## WORK REQUIRED
Could you please repeat the entries below word for word, with the images left out?

Saved entries
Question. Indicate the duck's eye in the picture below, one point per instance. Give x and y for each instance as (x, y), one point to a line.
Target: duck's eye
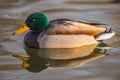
(32, 20)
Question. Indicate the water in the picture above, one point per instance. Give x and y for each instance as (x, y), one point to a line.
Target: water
(14, 12)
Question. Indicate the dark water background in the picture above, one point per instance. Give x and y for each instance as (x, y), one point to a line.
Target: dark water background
(14, 12)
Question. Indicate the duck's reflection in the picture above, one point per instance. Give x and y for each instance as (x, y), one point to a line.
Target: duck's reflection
(40, 59)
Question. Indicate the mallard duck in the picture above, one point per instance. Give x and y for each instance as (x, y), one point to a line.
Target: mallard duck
(61, 33)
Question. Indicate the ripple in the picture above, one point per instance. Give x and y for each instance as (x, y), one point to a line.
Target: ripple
(79, 73)
(61, 10)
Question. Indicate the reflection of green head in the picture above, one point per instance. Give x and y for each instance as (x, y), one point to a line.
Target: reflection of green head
(33, 64)
(37, 22)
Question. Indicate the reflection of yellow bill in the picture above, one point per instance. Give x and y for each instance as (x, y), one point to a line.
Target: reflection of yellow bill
(24, 59)
(21, 30)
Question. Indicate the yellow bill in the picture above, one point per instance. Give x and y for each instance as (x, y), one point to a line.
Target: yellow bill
(21, 30)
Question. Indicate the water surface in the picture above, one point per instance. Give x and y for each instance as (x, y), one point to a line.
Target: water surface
(14, 12)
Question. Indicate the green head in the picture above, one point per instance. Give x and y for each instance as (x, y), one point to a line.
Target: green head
(37, 22)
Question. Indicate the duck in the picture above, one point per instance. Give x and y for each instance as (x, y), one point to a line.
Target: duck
(61, 33)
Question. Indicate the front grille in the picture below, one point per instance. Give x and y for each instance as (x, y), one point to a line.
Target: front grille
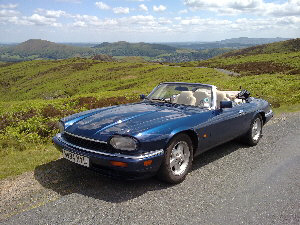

## RESPONSE BELOW
Question. Indicate the duck's eye in the picture below, one point per instance. Give x and y for each instance as (x, y), one point to a line.
Target: duck's eye
(32, 20)
Question. Indicate the water in the picture above, one point per instance. Give x and y for each instance as (x, y), one point to a line.
Target: water
(14, 12)
Question. Indicate the dark water background in the picture above, one point per instance. Give x and y for each instance as (x, y), one point to a line.
Target: dark water background
(14, 12)
Question. Indicate the duck's reflection in the picture above, one point per instance. Give x and y for each instance as (x, y), one point to a line.
Target: duck's reflection
(40, 59)
Question. Indicate the mallard duck in the picture above, one point per instance. Give x and y for each instance as (x, y), one point to a line.
Target: mallard duck
(61, 33)
Question. Indicate the ripple in the picture above, one point per instance. Give x and y for each instance as (x, y), one point to a line.
Target: ripple
(79, 73)
(61, 10)
Question. Indicate the reflection of green head in the picture above, one point per instance. Give x and y for each instance as (x, y), one point to a line.
Target: reflection of green head
(33, 64)
(37, 22)
Question. Indicate the reflection of yellow bill in the picture above, one point per instance. Give x and y for each instance as (x, y), one point to a line.
Target: reflection of yellow bill
(24, 59)
(21, 30)
Question. Indicate the yellow bill in the picture above, one point per instance. Give x and y for each instance as (x, y), one point to a line.
Target: yellow bill
(21, 30)
Question. Indicate the water surface in the picture above, one point per instance. Give x and y for each instance as (x, y), one point to a line.
Target: water surface
(14, 12)
Question. Indicate the green head in the picture above, one point per instance. Give x and y for each instance as (x, y), one point to a line.
Target: green head
(37, 22)
Question. Indicate the duck in the picture above, one point per instance. Give x and y for each instance as (x, y), one point to a line.
Target: duck
(61, 33)
Question. Indicate the front grille in the picture below, one point per instance. Give x and y for each instance as (x, y), one point to a line.
Target: front grille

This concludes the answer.